# REQUIRED WORK:
Extract each line of the entries below that contains the word "door" and copy those lines in order.

# DATA ROWS:
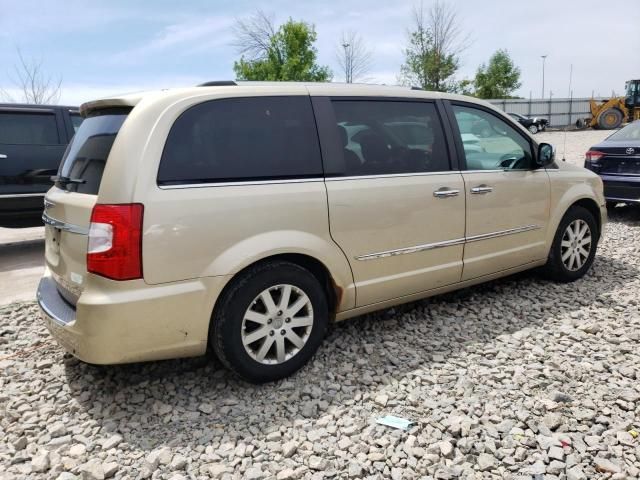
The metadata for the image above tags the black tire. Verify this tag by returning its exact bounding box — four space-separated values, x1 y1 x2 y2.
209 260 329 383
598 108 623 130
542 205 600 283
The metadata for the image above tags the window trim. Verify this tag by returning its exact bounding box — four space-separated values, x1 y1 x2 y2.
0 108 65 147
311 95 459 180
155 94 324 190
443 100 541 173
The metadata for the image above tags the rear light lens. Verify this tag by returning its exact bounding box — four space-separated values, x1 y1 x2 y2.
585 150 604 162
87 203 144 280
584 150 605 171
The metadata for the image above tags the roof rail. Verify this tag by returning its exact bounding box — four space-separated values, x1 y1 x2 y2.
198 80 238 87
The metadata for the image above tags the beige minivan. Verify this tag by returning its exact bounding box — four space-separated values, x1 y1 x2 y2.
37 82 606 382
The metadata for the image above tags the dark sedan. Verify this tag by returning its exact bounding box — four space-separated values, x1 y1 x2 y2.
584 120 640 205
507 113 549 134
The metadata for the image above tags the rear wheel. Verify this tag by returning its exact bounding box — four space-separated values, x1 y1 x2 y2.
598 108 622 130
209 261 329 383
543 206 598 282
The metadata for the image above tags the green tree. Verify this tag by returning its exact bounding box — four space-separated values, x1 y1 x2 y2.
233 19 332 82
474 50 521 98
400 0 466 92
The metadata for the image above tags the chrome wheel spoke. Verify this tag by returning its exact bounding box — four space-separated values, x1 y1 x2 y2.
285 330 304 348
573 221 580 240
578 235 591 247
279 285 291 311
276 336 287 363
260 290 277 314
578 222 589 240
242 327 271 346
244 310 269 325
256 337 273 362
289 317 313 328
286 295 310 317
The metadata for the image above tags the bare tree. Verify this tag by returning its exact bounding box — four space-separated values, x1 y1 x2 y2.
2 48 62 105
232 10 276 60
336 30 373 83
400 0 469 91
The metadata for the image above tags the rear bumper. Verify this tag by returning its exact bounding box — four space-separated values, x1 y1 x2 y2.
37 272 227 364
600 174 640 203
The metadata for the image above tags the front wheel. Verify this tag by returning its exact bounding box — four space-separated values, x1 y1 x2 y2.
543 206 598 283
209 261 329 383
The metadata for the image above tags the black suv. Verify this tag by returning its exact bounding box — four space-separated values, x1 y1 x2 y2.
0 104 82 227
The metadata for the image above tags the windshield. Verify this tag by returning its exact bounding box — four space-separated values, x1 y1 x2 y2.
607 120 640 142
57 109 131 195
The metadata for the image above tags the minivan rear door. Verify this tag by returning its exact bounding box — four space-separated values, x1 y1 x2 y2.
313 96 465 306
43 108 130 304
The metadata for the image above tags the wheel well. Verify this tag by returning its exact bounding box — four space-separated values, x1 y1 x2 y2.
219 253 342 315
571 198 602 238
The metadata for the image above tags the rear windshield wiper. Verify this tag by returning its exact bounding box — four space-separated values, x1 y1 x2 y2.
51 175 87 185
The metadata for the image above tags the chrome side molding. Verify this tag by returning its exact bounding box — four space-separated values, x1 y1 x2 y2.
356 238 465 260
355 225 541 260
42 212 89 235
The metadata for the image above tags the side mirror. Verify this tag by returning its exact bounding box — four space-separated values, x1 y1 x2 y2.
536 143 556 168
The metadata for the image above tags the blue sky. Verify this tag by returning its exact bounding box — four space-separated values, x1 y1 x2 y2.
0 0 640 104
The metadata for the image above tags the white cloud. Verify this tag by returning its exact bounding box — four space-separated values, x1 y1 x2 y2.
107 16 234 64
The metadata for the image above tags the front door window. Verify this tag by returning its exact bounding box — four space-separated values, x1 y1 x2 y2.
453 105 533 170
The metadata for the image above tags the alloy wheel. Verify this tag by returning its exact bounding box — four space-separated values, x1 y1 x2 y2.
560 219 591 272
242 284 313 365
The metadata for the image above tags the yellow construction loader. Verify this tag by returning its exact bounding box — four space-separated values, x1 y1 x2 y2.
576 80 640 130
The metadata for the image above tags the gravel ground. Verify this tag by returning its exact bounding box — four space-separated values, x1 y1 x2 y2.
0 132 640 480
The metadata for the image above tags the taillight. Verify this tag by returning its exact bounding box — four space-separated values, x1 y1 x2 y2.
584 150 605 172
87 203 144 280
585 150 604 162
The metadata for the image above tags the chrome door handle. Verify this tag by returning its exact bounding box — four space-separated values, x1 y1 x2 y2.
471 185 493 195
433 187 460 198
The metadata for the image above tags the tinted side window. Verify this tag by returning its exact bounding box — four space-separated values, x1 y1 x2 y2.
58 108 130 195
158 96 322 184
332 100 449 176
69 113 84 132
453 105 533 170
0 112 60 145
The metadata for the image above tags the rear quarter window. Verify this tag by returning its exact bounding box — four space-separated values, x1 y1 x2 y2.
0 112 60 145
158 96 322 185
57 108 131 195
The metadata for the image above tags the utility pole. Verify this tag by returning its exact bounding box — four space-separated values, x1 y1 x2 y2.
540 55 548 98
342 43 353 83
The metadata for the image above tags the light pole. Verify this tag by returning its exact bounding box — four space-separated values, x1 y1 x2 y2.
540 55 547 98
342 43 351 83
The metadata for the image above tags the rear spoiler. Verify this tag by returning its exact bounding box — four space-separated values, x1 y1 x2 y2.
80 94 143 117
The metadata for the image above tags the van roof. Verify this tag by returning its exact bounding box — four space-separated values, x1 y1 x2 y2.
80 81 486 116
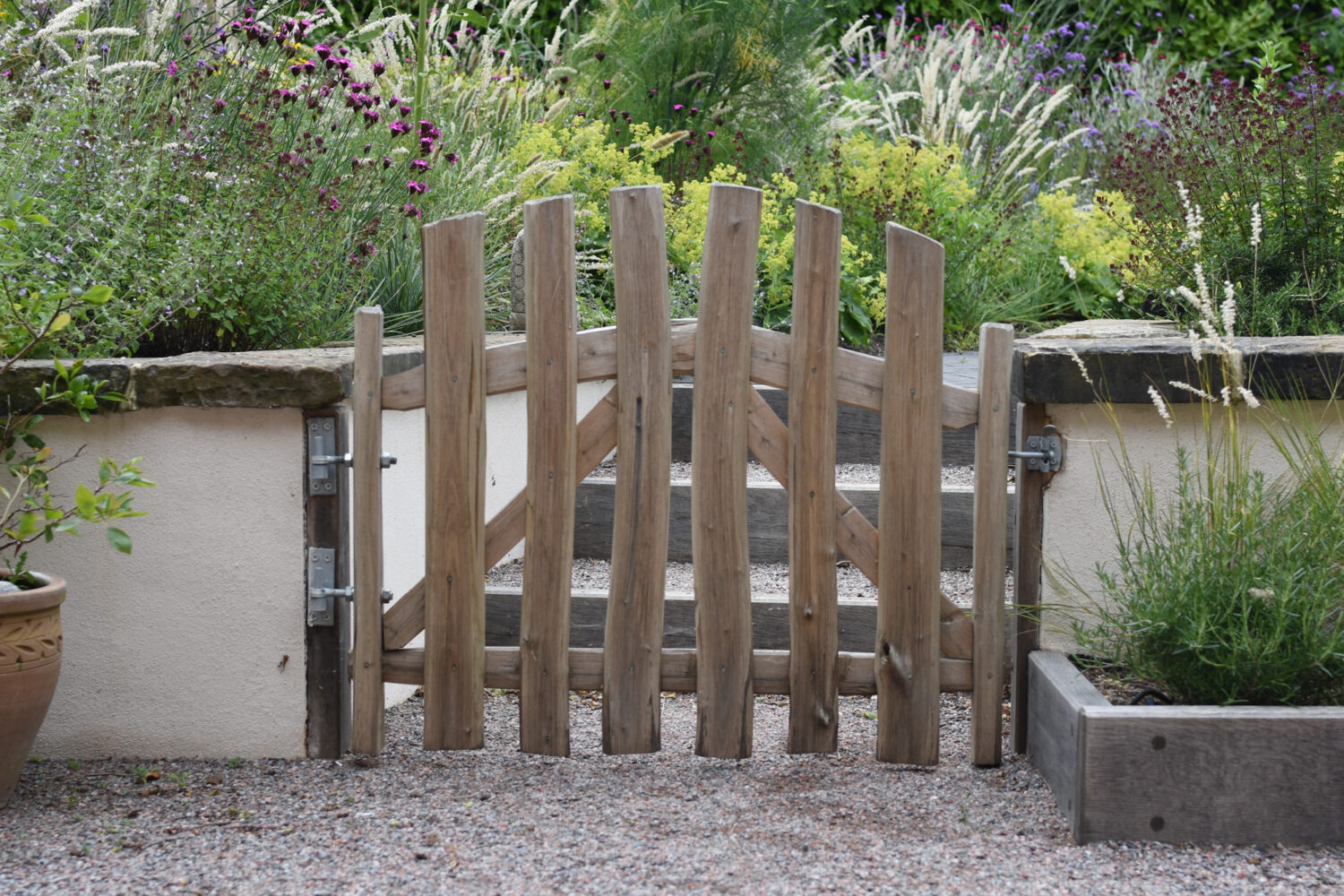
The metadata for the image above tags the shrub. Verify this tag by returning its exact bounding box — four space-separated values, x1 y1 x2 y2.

# SOLUTION TO THIS EXERCISE:
The metadata for the image above tags the minivan rear door. Verify this tag by returning its exact bounding box — four space-separated values, x1 y1 x2 y2.
The metadata for the image above tags the front door window. Verify this tag by returning its exact bounding box — four space-separated values, x1 y1 x2 y2.
The metadata for the image above tags the chrome door handle. Verify this tag by returning its exact bounding box — four space-separated values, x1 y1 x2 y2.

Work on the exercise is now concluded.